* Document passage
_ _ _ _
At the moment I’m reading through a short book called The Bible and Women’s Ministry: An Australian Dialogue published by Acorn Press back in 1990. The eight “chapters” of the book are written by eight different men, all prominent, scholarly ministers and educators in the Anglican Church of Australia. (Not one woman contributed to this book which is on a topic that clearly affects women deeply.)
In the first chapter, Peter Jensen (retired Anglican archbishop of Sydney who was principal of Moore Theological College when he wrote his chapter) explains how we should use scripture in the debate about women in ministry. I won’t comment on Jensen’s chapter except to say that he spends a bit of time critiquing John Stott’s hermeneutic and view on women in ministry. Contrary to Jensen, I agree with what John Stott says here (quoted by Jensen on pages 7-8):
If God endows women with spiritual gifts (which he does), and thereby calls them to exercise their gifts for the common good (which he does), the Church must recognize God’s gifts and calling, must make appropriate spheres of service available to women, and should ‘ordain’ (that is commission and authorize) them to exercise their God-given ministry, at best in team situations. Our Christian doctrines of Creation and Redemption tell us that God wants his gifted people to be fulfilled, not frustrated, and his church to be enriched by their service.
_ _ _ _
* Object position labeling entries
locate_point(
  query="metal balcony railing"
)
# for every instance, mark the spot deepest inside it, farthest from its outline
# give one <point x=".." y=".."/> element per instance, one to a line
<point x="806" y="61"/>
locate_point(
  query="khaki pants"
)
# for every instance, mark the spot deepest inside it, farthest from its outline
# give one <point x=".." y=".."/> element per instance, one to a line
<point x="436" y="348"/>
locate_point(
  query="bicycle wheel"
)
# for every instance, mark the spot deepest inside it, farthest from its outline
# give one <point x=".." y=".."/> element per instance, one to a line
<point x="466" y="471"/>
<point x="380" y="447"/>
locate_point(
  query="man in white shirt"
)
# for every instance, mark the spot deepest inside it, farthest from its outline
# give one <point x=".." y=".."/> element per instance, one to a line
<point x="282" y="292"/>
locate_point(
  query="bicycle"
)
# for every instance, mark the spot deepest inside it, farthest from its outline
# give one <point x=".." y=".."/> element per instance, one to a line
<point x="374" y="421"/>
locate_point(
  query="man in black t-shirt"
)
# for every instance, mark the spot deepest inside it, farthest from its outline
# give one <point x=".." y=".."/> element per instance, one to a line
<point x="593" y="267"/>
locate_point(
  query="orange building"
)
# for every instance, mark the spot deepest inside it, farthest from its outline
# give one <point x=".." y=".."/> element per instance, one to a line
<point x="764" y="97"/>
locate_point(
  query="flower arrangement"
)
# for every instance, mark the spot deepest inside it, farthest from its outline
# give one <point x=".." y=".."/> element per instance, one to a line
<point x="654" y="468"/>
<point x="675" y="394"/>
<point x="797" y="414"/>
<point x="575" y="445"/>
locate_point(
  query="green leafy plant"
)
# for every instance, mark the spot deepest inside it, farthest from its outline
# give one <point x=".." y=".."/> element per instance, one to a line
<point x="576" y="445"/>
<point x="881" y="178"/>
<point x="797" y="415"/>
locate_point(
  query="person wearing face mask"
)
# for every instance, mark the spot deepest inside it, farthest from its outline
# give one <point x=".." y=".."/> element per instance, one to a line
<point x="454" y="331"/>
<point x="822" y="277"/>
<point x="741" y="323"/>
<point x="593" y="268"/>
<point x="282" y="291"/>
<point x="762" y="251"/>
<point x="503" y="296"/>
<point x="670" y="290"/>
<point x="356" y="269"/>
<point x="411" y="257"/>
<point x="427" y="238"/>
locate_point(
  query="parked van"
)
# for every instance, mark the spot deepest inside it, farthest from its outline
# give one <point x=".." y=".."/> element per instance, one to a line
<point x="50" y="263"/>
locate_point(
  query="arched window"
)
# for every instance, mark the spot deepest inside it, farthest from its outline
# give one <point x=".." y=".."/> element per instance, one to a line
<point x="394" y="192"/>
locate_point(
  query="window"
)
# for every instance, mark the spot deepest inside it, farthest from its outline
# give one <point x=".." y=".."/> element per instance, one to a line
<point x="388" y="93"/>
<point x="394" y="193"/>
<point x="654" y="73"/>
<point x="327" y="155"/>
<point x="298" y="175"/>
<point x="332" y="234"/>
_ _ _ _
* Directive
Pick up the post about the book on women's ministry after the John Stott quote and keep writing it. The data isn't needed for this.

* Answer to the problem
J.R.W Stott, Issues facing Christianity Today (Basingstoke: Marshalls, 1984), 254.
The chapter that has really got my attention so far is Leon Morris’s entitled “Leadership and Authority.” (Leon Morris was principal of Ridley Theological College, Melbourne, from 1964 until his retirement in 1976, and was an esteemed New Testament scholar who has written many commentaries on New Testament books, etc. He passed away in 2006.)
In his chapter, Morris writes about the usage of “head” in the Hebrew Bible, in Greek writings, and in the New Testament. In particular, he comments on Paul’s use of “head” in 1 Corinthians 11:3, Ephesians 5:23, and Colossians. Morris wrote this chapter in answer to the presumption that “head” (Greek: kephalē) in the New Testament has the metaphorical meaning of “leader” or “person in authority.” This faulty assumption is being perpetuated by people such as Wayne Grudem. Leon Morris criticizes Grudem’s 1985 article on kephalē.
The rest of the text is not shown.